--- Start Excerpt to read ---
Opinion
Docket Nos. 48420, 48421.
Decided April 8, 1981. Leave to appeal applied for.
Frank J. Kelley, Attorney General, Robert A. Derengoski, Solicitor General, William L. Cahalan, Prosecuting Attorney, Edward Reilly Wilson, Principal Attorney, Appeals, and A. George Best, II, Assistant Prosecuting Attorney, for the people.
Robert E. Berg, Jr., for defendant.
Before: V.J. BRENNAN, P.J., and BRONSON and BASHARA, JJ.
In April, 1978, defendant was charged with possession of heroin in violation of the controlled substance act, MCL 335.341(4)(a); MSA 18.1070(41)(4)(a), and with felony-firearm, MCL 750.227b; MSA 28.424(2). A few days later, he was also charged in a three-count information with possession of heroin, possession of diazepam (Valium), MCL 335.341(4)(b); MSA 18.1070(41)(4)(b), and possession of codeine, MCL 335.341(4)(b); MSA 18.1070(41)(4)(b). After defendant was bound over for trial, the cases were consolidated. Defendant failed to appear at the trial scheduled for December 5, 1978. A capias was issued.
On July 18, 1979, defense counsel filed a motion to dismiss the charges alleging violation of the 180-day rule, MCL 780.131 et seq.; MSA 28.969(1) et seq. At the hearing on the motion, it was revealed that the defendant was an inmate of Jackson Prison from November 4, 1978, a month prior to the original trial date, to April 13, 1979. Defendant was an escapee at the time the alleged crimes occurred. No action was taken by the prosecutor to ready the cases for trial after the December capias was issued.
The prosecutor admitted that the defendant had not been brought to trial within 180 days of incarceration. However, he argued that he did not have actual notice of the imprisonment. The trial court dismissed the charges with prejudice and the prosecutor appeals.
--- End Excerpt to read ---
- _Exercise objective_
Can you continue the court opinion on the 180-day rule dismissal from the point where it stops?
--- Start Record list ---
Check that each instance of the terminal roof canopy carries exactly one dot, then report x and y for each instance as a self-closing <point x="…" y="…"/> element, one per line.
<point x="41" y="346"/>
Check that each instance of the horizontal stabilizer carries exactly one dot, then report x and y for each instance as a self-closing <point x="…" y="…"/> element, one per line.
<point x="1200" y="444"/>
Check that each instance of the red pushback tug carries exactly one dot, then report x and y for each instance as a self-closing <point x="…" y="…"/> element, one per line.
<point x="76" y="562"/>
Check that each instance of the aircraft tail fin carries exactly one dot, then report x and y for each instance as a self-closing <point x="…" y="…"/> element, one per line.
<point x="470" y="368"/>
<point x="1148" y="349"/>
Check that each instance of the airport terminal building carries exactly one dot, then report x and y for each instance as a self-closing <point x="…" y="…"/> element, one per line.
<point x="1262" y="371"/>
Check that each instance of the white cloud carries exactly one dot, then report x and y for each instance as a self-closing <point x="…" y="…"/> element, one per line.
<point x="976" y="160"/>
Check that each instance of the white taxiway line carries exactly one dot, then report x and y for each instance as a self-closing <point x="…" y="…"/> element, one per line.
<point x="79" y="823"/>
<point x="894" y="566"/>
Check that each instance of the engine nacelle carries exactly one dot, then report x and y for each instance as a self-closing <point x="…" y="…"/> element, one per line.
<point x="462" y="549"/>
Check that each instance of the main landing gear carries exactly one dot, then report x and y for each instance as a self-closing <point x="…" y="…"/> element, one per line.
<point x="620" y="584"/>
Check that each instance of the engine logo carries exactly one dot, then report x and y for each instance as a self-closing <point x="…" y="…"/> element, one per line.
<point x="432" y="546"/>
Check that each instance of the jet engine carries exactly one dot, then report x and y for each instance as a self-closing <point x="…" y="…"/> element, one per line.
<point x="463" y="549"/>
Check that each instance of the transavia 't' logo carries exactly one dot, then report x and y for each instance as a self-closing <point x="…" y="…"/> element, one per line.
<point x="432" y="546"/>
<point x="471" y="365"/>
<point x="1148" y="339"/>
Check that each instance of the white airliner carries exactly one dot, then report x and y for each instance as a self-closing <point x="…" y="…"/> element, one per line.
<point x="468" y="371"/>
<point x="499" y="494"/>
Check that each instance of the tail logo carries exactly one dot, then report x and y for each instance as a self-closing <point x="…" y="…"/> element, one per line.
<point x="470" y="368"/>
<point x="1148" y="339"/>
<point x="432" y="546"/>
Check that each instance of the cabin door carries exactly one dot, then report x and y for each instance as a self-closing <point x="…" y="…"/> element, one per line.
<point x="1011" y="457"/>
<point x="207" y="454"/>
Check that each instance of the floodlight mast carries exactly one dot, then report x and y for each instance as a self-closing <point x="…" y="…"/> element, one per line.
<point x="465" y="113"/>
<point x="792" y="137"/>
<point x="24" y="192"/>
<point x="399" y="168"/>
--- End Record list ---
- _Final result_
The 180-day rule is stated in MCL 780.131 and 133; MSA 28.969(1) and (3):
"Whenever the department of corrections shall receive notice that there is pending in this state any untried warrant, indictment, information or complaint setting forth against any inmate of a penal institution of this state a criminal offense for which a prison sentence might be imposed upon conviction, such inmate shall be brought to trial within 180 days after the department of corrections shall cause to be delivered to the prosecuting attorney of the county in which such warrant, indictment, information or complaint is pending written notice of the place of imprisonment of such inmate and a request for final disposition of such warrant, indictment, information or complaint. The request shall be accompanied by a statement setting forth the term of commitment under which the prisoner is being held, the time already served, the time remaining to be served on the sentence, the amount of good time earned, the time of parole eligibility of the prisoner and any decisions of the parole board relating to the prisoner. The written notice and statement provided herein shall be delivered by certified mail.
* * *
"In the event that, within the time limitation set forth in § 1 of this act, action is not commenced on the matter for which request for disposition was made, no court of this state shall any longer have jurisdiction thereof, nor shall the untried warrant, indictment, information or complaint be of any further force or effect, and the court shall enter an order dismissing the same with prejudice."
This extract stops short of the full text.